## SHORT EXERCISE
Return all of the entries exactly, with nothing added or left out.

Begin RECORDED INFORMATION

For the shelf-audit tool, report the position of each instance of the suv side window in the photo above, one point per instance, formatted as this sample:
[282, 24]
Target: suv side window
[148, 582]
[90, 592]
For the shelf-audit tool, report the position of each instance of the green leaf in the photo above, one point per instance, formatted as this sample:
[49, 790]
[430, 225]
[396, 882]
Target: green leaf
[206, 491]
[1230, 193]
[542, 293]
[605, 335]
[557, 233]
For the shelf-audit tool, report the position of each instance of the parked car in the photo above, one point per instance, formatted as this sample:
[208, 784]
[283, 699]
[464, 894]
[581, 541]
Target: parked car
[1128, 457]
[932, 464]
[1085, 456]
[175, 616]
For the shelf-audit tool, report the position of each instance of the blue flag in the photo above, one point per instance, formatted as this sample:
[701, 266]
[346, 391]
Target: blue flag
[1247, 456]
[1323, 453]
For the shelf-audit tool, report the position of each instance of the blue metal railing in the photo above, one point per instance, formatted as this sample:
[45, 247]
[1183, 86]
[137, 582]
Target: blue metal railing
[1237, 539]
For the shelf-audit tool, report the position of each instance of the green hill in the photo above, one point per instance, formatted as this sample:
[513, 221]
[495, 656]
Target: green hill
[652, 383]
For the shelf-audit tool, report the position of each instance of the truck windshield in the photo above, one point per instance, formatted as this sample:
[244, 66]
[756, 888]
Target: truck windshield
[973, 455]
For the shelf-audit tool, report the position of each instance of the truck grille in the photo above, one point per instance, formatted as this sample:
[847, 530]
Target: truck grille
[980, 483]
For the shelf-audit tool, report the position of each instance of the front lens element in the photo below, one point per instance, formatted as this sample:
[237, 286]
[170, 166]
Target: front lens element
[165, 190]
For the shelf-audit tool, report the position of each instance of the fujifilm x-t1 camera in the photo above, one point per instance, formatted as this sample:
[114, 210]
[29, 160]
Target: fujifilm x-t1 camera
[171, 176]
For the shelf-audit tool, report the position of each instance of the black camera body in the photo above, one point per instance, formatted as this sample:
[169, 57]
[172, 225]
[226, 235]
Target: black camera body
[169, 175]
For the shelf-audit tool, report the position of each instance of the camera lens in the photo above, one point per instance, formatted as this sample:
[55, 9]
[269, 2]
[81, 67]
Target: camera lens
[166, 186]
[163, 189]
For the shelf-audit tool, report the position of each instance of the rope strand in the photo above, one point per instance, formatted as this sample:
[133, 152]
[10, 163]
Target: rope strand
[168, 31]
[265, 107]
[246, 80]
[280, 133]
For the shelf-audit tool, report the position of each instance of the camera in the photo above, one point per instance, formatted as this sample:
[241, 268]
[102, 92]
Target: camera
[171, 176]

End RECORDED INFORMATION

## EXERCISE OUTPUT
For the shelf-audit tool, report the position of each instance of the suv side window in the photo above, one point per instance, formatted as this sample:
[282, 24]
Target: suv side window
[148, 582]
[90, 592]
For the shelf-audit tool, report the position of each instance of the green leaf in the photo above, one point per instance, formatted as this sample:
[49, 790]
[430, 225]
[396, 882]
Target: green leaf
[206, 491]
[1230, 193]
[542, 293]
[605, 335]
[557, 233]
For the shelf-audit tool, report the position of each instance of the parked car in the photo above, one point per instance, formatted as this sample:
[208, 784]
[283, 699]
[464, 894]
[581, 541]
Target: parked car
[1128, 457]
[932, 464]
[1085, 456]
[175, 616]
For the shelf-audit tool, report the position of each instance of the blue flag in the photo above, one point per instance, formatted as this sample:
[701, 266]
[346, 391]
Target: blue flag
[1247, 456]
[1323, 453]
For the shelf-audit tool, report the position of each instance of the blue metal railing in the photo above, one point per instance, formatted as this sample:
[45, 247]
[1183, 86]
[137, 582]
Target: blue metal railing
[1237, 539]
For the shelf-audit tool, report the position of each instance of the green hill in the photo above, one point per instance, formatted as this sample:
[513, 221]
[495, 656]
Target: green hill
[652, 383]
For the shelf-audit tool, report the position of each instance of the truck windshield in the photo above, one point per instance, formatted as this sample:
[244, 66]
[756, 888]
Target: truck windshield
[973, 455]
For the shelf-audit tool, report the position of each instance of the truck grille in the photo above, one point per instance, formatted as this sample:
[847, 530]
Target: truck grille
[980, 483]
For the shelf-audit tool, report the position of each instance of the front lens element in the photo below, one point per instance, formatted as this sample:
[237, 286]
[170, 166]
Target: front lens element
[165, 190]
For the shelf-audit tool, report the position of each instance of the fujifilm x-t1 camera in the photo above, one point per instance, formatted as this sample:
[114, 210]
[29, 160]
Target: fujifilm x-t1 camera
[171, 176]
For the shelf-audit tool, report the position of each instance of the black camera body in the photo above, one point per instance, formatted as this sample:
[169, 57]
[172, 225]
[226, 235]
Target: black camera body
[169, 175]
For the shelf-audit tool, report the position of each instance of the camera lens in the photo above, one point per instance, formatted as this sample:
[55, 9]
[269, 2]
[81, 67]
Target: camera lens
[166, 186]
[163, 189]
For the shelf-audit tool, report the position of each instance of the rope strand in the photo above, one point per instance, formatted as this sample:
[133, 152]
[10, 163]
Target: rope strand
[168, 31]
[265, 107]
[246, 80]
[280, 133]
For the shelf-audit tool, report the position of each instance of the camera in the photo above, one point per instance, formatted as this sample:
[241, 268]
[102, 92]
Target: camera
[171, 176]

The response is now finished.